What you have to do: The lines from the start of the listing through the line containing "box: [305, 161, 822, 377]" should be printed exactly, and no other lines should be printed.
(Recorded information begins)
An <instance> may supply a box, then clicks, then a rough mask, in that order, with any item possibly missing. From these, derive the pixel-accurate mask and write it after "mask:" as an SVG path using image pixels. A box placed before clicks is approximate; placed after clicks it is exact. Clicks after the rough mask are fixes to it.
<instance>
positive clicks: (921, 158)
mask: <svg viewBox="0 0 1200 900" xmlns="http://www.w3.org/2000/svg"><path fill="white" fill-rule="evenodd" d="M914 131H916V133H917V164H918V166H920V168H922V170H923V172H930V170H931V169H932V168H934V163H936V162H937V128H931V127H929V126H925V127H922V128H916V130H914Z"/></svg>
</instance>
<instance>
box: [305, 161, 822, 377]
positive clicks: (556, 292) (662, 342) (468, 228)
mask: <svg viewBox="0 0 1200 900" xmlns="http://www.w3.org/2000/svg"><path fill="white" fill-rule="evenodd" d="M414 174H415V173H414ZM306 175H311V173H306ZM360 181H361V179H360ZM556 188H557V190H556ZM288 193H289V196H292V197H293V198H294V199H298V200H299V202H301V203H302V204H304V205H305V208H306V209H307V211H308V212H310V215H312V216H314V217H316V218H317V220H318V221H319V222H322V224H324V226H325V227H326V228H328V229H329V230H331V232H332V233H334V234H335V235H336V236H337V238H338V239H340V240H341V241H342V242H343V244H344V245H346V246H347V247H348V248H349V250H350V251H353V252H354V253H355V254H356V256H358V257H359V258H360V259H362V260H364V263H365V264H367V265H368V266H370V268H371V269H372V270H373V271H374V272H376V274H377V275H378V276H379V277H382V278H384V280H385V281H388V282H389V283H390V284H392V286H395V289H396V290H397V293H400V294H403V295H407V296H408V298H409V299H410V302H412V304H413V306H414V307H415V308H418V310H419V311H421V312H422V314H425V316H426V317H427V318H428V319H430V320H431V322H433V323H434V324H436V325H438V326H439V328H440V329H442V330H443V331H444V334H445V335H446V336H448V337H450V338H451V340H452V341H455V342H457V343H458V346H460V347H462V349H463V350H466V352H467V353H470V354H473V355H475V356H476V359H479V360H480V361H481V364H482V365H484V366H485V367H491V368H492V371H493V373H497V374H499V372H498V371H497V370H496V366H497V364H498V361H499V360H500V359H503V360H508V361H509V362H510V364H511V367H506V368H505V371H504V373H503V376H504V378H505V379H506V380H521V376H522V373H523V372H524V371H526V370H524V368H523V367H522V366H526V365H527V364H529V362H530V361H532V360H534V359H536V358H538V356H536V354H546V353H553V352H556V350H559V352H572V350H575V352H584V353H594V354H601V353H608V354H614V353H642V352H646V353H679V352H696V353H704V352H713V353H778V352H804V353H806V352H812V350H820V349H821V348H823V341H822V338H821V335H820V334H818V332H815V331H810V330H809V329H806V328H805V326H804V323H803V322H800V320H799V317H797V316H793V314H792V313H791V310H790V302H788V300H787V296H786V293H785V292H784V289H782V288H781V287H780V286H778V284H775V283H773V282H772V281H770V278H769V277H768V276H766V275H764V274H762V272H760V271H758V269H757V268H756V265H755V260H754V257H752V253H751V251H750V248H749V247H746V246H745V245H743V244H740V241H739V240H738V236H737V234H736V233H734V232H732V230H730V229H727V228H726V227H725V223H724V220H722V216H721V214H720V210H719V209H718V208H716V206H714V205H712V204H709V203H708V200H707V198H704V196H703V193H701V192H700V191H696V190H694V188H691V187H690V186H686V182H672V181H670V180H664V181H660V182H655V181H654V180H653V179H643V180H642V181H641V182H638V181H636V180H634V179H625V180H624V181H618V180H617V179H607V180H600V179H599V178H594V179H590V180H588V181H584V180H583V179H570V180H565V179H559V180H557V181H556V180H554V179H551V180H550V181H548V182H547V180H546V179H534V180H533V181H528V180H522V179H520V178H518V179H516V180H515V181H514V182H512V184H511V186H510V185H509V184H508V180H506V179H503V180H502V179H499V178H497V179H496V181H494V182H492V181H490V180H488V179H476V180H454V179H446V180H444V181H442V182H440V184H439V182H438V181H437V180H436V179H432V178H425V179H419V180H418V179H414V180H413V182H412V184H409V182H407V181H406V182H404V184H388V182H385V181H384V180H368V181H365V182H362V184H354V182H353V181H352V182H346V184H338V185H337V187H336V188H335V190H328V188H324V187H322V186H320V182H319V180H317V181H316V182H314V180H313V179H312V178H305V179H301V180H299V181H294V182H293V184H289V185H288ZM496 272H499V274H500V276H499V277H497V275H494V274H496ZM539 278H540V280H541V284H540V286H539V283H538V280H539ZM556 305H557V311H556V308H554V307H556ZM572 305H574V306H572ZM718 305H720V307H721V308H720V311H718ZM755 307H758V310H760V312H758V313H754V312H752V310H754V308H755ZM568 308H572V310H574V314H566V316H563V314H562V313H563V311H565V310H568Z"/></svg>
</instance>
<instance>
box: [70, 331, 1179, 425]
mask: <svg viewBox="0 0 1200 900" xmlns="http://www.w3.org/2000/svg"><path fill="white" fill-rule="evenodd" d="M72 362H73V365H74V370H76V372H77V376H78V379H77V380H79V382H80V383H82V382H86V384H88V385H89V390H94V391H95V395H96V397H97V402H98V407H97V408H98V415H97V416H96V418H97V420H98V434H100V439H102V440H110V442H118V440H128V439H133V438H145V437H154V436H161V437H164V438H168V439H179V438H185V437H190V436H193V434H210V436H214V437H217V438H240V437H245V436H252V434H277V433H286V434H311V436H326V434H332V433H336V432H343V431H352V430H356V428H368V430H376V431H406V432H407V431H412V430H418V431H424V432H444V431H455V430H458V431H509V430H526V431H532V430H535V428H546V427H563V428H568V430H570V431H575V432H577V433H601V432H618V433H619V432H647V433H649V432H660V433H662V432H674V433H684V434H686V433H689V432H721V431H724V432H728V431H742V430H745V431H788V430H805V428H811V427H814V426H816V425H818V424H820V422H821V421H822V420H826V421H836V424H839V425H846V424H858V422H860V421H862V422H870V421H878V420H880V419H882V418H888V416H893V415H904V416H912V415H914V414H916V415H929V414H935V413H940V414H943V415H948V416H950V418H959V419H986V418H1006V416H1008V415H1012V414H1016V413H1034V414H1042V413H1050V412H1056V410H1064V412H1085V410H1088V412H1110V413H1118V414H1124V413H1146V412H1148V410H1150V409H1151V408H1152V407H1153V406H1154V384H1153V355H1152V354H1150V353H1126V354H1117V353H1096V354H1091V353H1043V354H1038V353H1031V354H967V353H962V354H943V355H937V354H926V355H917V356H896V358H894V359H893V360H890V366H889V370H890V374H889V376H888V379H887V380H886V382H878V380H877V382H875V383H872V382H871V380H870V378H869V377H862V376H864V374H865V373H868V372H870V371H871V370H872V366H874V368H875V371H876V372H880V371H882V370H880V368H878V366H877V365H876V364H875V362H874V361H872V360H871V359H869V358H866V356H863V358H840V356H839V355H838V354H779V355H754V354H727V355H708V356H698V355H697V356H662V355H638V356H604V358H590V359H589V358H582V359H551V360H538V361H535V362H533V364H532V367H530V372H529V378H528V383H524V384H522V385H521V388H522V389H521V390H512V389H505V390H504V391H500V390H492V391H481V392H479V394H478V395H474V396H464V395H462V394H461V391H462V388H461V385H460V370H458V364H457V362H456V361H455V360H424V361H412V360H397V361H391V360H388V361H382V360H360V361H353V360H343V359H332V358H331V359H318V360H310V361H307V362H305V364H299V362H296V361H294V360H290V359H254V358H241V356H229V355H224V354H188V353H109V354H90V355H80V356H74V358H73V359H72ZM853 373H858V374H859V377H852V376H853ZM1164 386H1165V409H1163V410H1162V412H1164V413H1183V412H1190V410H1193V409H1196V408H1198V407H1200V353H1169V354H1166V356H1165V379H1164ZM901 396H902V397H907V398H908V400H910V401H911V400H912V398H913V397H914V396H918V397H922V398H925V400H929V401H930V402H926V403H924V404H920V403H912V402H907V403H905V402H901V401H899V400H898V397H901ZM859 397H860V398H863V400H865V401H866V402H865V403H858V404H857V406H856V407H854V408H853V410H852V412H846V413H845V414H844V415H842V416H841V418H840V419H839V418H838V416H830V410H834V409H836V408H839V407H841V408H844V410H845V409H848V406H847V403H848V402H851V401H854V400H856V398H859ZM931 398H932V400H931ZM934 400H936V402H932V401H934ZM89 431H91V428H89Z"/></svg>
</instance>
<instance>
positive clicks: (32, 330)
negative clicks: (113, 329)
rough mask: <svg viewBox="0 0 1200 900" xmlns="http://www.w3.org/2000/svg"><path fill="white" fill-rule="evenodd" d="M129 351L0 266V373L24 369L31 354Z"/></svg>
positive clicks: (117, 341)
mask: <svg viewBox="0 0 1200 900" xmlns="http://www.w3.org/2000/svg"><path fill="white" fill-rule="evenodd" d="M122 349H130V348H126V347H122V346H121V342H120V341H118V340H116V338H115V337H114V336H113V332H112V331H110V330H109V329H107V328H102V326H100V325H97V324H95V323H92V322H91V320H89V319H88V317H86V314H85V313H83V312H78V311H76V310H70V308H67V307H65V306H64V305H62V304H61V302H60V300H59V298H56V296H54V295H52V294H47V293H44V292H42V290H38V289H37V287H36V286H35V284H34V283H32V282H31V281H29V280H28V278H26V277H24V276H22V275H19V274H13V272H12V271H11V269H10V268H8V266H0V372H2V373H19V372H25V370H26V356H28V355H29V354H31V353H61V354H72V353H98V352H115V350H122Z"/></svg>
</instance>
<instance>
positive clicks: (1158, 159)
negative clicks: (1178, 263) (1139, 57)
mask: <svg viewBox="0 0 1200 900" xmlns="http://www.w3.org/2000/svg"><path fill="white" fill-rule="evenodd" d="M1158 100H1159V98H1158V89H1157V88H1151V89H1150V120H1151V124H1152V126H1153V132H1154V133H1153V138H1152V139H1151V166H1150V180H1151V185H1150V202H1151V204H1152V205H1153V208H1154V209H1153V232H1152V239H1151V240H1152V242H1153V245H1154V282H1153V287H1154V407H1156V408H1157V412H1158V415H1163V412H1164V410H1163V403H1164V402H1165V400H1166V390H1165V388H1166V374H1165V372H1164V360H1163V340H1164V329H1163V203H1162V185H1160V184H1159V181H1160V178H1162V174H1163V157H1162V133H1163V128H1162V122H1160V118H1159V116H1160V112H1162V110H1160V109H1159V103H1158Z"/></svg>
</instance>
(Recorded information ends)
Solved problem:
An <instance> may supply a box, then clicks, then a rough mask, in that order, with any item possibly missing. From these, derive the pixel-accurate mask and write it after "mask:" as an SVG path using image pixels. A box placed before clicks is approximate; placed after clicks it is exact. Clicks after the rough mask are fixes to it.
<instance>
positive clicks: (921, 158)
mask: <svg viewBox="0 0 1200 900" xmlns="http://www.w3.org/2000/svg"><path fill="white" fill-rule="evenodd" d="M914 131H916V133H917V164H918V166H920V168H922V170H923V172H930V170H931V169H932V168H934V163H936V162H937V128H931V127H929V126H925V127H922V128H916V130H914Z"/></svg>
</instance>
<instance>
box: [305, 161, 822, 377]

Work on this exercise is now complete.